───── EXERCISE TEXT ─────
I really love the Public Library of Science because they encourage and publish research articles in the Public domain. This gives a dilettante like myself access to current peer-reviewed medical research without emptying my bank account.
A couple of fascinating (if not immediately applicable) studies recently showed up in my search results. First was a study which researched how embryonic stem cells (ESCs) are not necessarily all created equal (good summary here). I rubbed that against this study which tracked how cells convert from Inner Cell Mass to ESCs. This is just basic research, so what? Well add this study from Stanford (mentioned in an earlier post) and that basic research gets more exciting. There is one company already developing methods to use placental stem cells for pharmaceutical purposes. Knowing how these cells change themselves, thereby facilitating in vitro manipulation, would be crucial.
The second study demonstrated making functional neurons out of astrocytes without first reverting them to a pluripotent state (as is done with skin cells to create induced pluripotent stem cells). Sounds great, except harvesting the astrocytes can be a bit tricky. While I consider that there are multitudes from whom whole lobes could be removed with no appreciable cognitive or behavioral impact, poking holes in the brain for experimental raw material probably isn’t a good idea. And the study used retrovirus to deliver the genetic information, which for in vivo application could cause problems. (apologies for the inaccurate humor stretch)
While these studies don’t appear to be immediately applicable to human disease (and regenerative medicine), they demonstrate how far knowledge has advanced at an extremely rapid pace. This continues to give me hope for an effective treatment very soon. While the word “soon” has been used for decades (resulting in much cynicism among PALS), the techniques explored above are extreme changes in paradigm. And as human trials with stem cell technology are already underway, the time from basic research to effective therapies is now being greatly compressed.
─────
* **WHAT THE TASK REQUIRES**:
Reproduce the passage of the stem cell studies text from "While these studies" up to and including "being greatly compressed.".
───── MATERIAL PROVIDED ─────
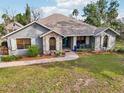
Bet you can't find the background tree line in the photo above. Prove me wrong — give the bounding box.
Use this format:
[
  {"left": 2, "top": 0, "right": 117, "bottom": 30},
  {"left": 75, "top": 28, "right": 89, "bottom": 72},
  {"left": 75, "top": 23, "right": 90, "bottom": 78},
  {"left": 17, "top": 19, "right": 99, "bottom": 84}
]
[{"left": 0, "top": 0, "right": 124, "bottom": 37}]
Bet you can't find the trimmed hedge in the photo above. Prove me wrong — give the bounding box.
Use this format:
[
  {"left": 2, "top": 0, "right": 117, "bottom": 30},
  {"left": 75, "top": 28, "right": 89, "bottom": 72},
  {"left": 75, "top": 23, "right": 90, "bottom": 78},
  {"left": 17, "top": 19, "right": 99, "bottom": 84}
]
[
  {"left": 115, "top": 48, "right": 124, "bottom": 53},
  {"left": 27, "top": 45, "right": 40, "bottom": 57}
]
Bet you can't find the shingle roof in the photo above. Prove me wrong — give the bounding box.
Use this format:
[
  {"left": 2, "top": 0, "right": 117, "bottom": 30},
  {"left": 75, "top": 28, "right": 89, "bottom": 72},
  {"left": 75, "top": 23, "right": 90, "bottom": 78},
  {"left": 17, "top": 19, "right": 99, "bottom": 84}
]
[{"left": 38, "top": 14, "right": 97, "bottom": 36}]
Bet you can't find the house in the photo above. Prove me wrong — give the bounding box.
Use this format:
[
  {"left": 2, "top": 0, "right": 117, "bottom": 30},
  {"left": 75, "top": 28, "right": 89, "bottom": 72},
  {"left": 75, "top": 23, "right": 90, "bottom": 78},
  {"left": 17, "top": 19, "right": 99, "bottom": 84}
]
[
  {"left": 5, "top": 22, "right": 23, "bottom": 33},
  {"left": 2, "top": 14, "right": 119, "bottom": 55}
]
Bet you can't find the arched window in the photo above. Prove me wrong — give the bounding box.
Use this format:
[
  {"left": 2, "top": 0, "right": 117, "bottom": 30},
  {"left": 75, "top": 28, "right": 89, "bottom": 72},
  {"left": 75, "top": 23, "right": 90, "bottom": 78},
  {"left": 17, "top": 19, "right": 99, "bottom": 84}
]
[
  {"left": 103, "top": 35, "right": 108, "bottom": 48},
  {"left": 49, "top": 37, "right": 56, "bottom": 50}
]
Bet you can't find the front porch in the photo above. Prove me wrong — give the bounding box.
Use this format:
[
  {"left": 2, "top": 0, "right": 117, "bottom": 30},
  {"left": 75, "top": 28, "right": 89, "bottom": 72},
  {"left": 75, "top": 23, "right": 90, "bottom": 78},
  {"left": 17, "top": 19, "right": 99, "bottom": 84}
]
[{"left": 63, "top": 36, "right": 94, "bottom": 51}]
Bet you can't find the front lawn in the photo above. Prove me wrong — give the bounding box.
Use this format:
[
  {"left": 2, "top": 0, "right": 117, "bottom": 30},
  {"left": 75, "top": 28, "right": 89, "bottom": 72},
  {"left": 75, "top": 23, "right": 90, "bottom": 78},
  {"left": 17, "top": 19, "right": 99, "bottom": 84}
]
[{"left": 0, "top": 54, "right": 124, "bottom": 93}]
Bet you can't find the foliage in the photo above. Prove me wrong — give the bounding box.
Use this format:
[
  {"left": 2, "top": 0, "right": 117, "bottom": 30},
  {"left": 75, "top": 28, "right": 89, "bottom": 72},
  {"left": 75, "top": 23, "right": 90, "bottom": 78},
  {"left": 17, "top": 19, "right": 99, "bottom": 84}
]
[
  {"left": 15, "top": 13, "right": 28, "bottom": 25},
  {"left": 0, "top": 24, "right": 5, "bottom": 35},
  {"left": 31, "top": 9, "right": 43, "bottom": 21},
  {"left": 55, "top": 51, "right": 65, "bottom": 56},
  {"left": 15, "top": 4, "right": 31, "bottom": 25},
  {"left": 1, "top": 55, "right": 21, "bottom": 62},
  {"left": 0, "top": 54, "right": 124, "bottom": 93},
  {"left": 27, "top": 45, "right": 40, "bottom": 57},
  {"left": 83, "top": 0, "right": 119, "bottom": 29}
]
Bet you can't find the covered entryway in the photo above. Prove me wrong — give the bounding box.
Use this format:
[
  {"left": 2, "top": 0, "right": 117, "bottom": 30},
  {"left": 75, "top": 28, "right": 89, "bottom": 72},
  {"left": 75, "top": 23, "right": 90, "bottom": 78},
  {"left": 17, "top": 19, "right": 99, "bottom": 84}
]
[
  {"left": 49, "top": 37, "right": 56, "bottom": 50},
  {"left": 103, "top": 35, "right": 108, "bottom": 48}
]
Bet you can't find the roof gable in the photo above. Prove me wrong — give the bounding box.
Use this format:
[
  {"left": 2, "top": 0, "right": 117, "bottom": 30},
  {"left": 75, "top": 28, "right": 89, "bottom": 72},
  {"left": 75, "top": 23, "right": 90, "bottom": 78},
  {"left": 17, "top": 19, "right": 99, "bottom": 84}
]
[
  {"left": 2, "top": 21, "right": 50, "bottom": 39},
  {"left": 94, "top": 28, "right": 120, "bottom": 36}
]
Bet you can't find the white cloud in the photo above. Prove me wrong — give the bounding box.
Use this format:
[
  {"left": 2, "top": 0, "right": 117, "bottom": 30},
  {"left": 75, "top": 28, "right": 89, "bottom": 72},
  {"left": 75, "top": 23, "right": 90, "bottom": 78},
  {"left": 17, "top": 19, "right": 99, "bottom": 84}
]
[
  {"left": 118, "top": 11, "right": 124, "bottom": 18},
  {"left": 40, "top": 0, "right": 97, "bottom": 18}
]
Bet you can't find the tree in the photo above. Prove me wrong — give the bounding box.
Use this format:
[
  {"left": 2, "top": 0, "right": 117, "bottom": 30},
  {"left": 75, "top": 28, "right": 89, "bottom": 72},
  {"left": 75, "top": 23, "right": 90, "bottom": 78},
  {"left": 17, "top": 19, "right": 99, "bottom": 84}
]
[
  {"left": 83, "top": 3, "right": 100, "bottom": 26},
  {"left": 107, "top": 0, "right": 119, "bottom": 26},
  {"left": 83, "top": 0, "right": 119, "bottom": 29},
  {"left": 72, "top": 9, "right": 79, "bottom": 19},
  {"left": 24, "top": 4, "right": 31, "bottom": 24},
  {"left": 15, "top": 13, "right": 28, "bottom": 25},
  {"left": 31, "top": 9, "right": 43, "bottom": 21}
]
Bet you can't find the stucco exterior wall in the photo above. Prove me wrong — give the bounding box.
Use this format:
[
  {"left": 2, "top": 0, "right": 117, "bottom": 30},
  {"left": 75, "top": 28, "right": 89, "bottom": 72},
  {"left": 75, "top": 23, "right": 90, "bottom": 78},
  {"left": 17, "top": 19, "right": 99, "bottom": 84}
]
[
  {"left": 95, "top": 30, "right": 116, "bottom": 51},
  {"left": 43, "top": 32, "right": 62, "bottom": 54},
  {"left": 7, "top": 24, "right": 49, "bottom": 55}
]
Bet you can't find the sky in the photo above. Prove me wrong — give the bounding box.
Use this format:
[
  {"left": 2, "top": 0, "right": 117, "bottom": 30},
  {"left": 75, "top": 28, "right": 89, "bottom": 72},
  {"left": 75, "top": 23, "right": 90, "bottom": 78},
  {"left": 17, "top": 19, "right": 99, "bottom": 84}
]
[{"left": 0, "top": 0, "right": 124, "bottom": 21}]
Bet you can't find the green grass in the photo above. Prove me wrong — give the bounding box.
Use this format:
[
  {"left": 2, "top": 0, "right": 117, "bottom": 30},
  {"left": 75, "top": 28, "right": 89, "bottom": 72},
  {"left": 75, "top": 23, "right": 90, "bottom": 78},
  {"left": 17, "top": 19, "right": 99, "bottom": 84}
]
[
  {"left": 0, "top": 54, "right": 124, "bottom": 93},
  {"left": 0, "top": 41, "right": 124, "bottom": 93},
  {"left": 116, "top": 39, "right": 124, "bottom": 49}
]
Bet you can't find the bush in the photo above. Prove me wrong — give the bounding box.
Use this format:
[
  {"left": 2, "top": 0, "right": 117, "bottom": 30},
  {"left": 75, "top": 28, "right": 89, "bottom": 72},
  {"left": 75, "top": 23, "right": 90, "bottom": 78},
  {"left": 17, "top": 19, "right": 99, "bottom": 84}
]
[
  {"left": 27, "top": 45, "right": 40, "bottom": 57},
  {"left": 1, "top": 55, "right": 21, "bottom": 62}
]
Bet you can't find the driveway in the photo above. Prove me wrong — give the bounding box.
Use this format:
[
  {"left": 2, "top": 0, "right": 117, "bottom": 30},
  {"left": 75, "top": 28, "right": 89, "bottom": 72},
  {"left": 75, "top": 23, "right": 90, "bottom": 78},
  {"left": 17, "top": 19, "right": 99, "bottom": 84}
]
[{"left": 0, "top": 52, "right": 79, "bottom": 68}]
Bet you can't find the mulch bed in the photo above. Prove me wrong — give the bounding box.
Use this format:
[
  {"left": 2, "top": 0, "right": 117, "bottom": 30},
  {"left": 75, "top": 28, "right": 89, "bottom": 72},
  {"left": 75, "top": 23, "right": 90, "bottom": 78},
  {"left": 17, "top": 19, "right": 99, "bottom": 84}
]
─────
* **OUTPUT FOR THIS TASK**:
While these studies don’t appear to be immediately applicable to human disease (and regenerative medicine), they demonstrate how far knowledge has advanced at an extremely rapid pace. This continues to give me hope for an effective treatment very soon. While the word “soon” has been used for decades (resulting in much cynicism among PALS), the techniques explored above are extreme changes in paradigm. And as human trials with stem cell technology are already underway, the time from basic research to effective therapies is now being greatly compressed.